Render the material below as a numbered list, omitting any blank lines.

begin

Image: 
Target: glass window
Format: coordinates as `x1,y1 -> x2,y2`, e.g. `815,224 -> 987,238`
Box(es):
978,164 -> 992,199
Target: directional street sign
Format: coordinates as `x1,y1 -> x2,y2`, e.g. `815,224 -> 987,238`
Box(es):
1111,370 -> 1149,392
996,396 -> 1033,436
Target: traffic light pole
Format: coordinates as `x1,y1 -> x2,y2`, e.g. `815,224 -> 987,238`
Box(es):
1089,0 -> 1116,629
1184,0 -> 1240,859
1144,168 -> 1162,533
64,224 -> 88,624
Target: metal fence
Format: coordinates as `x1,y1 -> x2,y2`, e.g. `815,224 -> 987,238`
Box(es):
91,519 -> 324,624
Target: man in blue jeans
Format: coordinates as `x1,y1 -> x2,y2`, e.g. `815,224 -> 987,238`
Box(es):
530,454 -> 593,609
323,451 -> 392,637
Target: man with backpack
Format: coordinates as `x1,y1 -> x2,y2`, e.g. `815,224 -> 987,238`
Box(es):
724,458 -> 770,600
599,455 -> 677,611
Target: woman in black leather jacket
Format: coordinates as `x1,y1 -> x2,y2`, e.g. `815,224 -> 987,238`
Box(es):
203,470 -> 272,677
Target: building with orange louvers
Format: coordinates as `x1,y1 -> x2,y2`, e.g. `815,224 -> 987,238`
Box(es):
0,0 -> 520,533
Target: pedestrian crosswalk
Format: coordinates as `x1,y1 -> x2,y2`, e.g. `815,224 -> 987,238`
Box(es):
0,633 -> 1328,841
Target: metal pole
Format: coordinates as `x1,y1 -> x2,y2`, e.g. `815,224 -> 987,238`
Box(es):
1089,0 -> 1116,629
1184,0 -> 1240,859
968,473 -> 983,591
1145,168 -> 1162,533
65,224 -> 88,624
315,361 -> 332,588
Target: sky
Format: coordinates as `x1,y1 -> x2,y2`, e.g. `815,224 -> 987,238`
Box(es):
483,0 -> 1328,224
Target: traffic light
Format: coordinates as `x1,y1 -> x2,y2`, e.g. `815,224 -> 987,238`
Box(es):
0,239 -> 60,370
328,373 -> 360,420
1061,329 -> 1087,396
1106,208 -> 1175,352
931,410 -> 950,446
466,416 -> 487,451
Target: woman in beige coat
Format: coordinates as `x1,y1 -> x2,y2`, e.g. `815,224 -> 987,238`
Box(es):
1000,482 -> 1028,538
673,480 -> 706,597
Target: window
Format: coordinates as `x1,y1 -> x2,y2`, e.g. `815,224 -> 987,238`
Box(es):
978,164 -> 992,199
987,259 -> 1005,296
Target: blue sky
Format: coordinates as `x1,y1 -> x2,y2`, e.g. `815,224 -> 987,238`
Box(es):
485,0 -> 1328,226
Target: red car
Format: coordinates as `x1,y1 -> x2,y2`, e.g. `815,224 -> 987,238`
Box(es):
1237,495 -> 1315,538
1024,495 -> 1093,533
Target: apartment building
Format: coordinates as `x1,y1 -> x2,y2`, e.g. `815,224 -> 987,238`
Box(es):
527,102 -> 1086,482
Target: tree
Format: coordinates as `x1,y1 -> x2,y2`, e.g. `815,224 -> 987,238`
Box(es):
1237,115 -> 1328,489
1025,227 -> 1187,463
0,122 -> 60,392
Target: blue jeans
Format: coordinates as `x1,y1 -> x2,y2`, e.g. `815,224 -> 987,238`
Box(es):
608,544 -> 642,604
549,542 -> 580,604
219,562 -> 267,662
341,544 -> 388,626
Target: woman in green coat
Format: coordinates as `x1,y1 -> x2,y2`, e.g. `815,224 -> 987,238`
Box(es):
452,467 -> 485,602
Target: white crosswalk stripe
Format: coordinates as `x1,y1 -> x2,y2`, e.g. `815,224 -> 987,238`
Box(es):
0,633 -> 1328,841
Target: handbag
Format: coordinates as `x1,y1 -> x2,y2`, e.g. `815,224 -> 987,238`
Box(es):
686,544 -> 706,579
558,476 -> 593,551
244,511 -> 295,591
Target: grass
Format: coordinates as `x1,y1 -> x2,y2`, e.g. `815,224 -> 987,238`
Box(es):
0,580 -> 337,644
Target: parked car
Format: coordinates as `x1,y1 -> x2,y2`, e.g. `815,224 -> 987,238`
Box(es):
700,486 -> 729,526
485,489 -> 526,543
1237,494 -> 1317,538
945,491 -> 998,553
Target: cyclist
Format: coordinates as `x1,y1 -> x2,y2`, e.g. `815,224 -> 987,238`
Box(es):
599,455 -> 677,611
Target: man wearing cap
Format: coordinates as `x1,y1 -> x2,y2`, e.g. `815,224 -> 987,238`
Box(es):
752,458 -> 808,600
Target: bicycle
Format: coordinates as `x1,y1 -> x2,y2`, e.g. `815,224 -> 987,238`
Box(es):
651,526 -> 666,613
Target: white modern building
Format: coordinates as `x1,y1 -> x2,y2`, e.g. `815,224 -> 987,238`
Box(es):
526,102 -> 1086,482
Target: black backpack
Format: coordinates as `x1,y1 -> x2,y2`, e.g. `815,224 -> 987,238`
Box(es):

end

- _Solution for this exercise_:
1. Image: 
2. Target: glass window
3. Format: coordinates as `x1,y1 -> x2,y2`, e.g. `815,224 -> 987,238`
4. Box(es):
5. 978,164 -> 992,199
6. Target: directional street sign
7. Format: coordinates as `x1,y1 -> x2,y2`, e.g. `815,224 -> 987,238`
8. Box(es):
9. 1111,370 -> 1149,392
10. 996,396 -> 1033,436
11. Target: traffic light pole
12. Format: coordinates as `x1,y1 -> x2,y2`, e.g. `815,224 -> 987,238`
13. Box(es):
14. 1089,0 -> 1116,629
15. 1184,0 -> 1240,859
16. 1144,168 -> 1162,533
17. 64,224 -> 88,624
18. Target: metal fence
19. Format: coordinates as `x1,y1 -> x2,y2`, e.g. `815,224 -> 987,238`
20. Box(es):
21. 91,519 -> 324,624
22. Target: man in blue jeans
23. Format: coordinates as `x1,y1 -> x2,y2`, e.g. `815,224 -> 987,238`
24. Box(es):
25. 530,454 -> 593,609
26. 323,451 -> 392,637
27. Target: man with backpack
28. Format: coordinates as `x1,y1 -> x2,y2`, e.g. `815,224 -> 987,238`
29. Box(es):
30. 724,458 -> 770,600
31. 599,455 -> 677,611
32. Target: woman in black leather jacket
33. Format: coordinates as `x1,y1 -> x2,y2`, e.g. `815,224 -> 987,238`
34. Box(es):
35. 203,470 -> 272,677
36. Target: building with orange louvers
37. Format: coordinates as `x1,y1 -> x2,y2`, e.g. `815,224 -> 987,238`
38. Box(es):
39. 0,0 -> 520,533
40. Target: pedestrian crosswalk
41. Format: coordinates as `x1,y1 -> x2,y2`, e.g. `815,224 -> 987,238`
42. Box(es):
43. 0,633 -> 1328,841
44. Target: metal pole
45. Format: coordinates as `x1,y1 -> x2,y2`, e.g. `815,224 -> 987,238`
46. Box(es):
47. 1089,0 -> 1116,629
48. 1184,0 -> 1240,859
49. 968,473 -> 983,591
50. 1145,168 -> 1162,533
51. 65,224 -> 88,624
52. 315,361 -> 332,588
53. Target: sky
54. Format: coordinates as `x1,y1 -> x2,y2`, e.g. `815,224 -> 987,238`
55. Box(es):
56. 483,0 -> 1328,224
57. Target: traffic light
58. Format: coordinates as `x1,y1 -> x2,y2`, e.g. `815,224 -> 987,238`
59. Box(es):
60. 0,239 -> 60,370
61. 328,373 -> 360,420
62. 1061,329 -> 1087,396
63. 1106,208 -> 1175,352
64. 931,410 -> 950,446
65. 466,416 -> 487,451
66. Target: woman in beige coat
67. Format: coordinates as `x1,y1 -> x2,y2`, e.g. `815,224 -> 987,238`
68. Box(es):
69. 1000,482 -> 1028,538
70. 673,480 -> 706,597
71. Target: window
72. Format: coordinates as `x1,y1 -> x2,y2`, e.g. `815,224 -> 987,238`
73. Box(es):
74. 978,164 -> 992,199
75. 987,259 -> 1005,296
76. Target: blue sky
77. Format: coordinates as `x1,y1 -> x2,y2`, e.g. `815,224 -> 987,238`
78. Box(es):
79. 485,0 -> 1328,226
80. Target: red car
81. Format: coordinates as `x1,y1 -> x2,y2`, e.g. `815,224 -> 987,238`
82. Box(es):
83. 1237,495 -> 1315,538
84. 1024,495 -> 1093,533
85. Target: apartment building
86. Format: coordinates as `x1,y1 -> x2,y2`, e.g. `815,224 -> 987,238`
87. Box(es):
88. 527,102 -> 1086,482
89. Target: tree
90. Format: coordinates as `x1,y1 -> x2,y2`, e.g. `815,224 -> 987,238`
91. Box(es):
92. 1237,115 -> 1328,489
93. 1025,227 -> 1187,463
94. 0,122 -> 60,392
95. Target: blue jeans
96. Format: coordinates as `x1,y1 -> x2,y2`, e.g. `815,224 -> 987,238`
97. Box(es):
98. 608,544 -> 642,604
99. 549,542 -> 580,604
100. 219,562 -> 267,662
101. 341,544 -> 388,626
102. Target: woman in green coat
103. Format: coordinates as `x1,y1 -> x2,y2`, e.g. `815,224 -> 987,238`
104. Box(es):
105. 452,467 -> 485,602
106. Target: white crosswalk stripe
107. Format: coordinates as `x1,y1 -> x2,y2`, e.g. `815,224 -> 987,238`
108. Box(es):
109. 0,633 -> 1328,841
110. Target: handbag
111. Format: coordinates as `x1,y1 -> x2,y2`, e.g. `815,224 -> 987,238`
112. Box(es):
113. 686,544 -> 706,579
114. 558,476 -> 593,551
115. 244,511 -> 295,591
116. Target: grass
117. Format: coordinates as `x1,y1 -> x2,y2`, e.g. `815,224 -> 987,238`
118. Box(es):
119. 0,580 -> 337,644
120. Target: parked car
121. Format: coordinates as `x1,y1 -> x2,y2`, e.g. `815,224 -> 987,238`
122. Box(es):
123. 700,486 -> 729,526
124. 485,489 -> 526,543
125. 1237,494 -> 1317,538
126. 945,491 -> 998,553
127. Target: cyclist
128. Format: coordinates as `x1,y1 -> x2,y2`, e.g. `815,224 -> 987,238`
129. Box(es):
130. 599,455 -> 677,611
131. Target: man wearing cap
132. Format: coordinates as `x1,y1 -> x2,y2`, e.g. `815,224 -> 987,238`
133. Box(es):
134. 752,458 -> 808,600
135. Target: bicycle
136. Format: coordinates as `x1,y1 -> x2,y2`, e.g. `815,224 -> 987,238`
137. Box(es):
138. 651,526 -> 666,613
139. Target: white modern building
140. Format: coordinates as `x1,y1 -> x2,y2`, e.g. `815,224 -> 987,238`
141. Box(es):
142. 526,102 -> 1086,482
143. Target: black backpack
144. Format: coordinates as `x1,y1 -> x2,y2`, e.g. `815,224 -> 987,238`
145. Box(es):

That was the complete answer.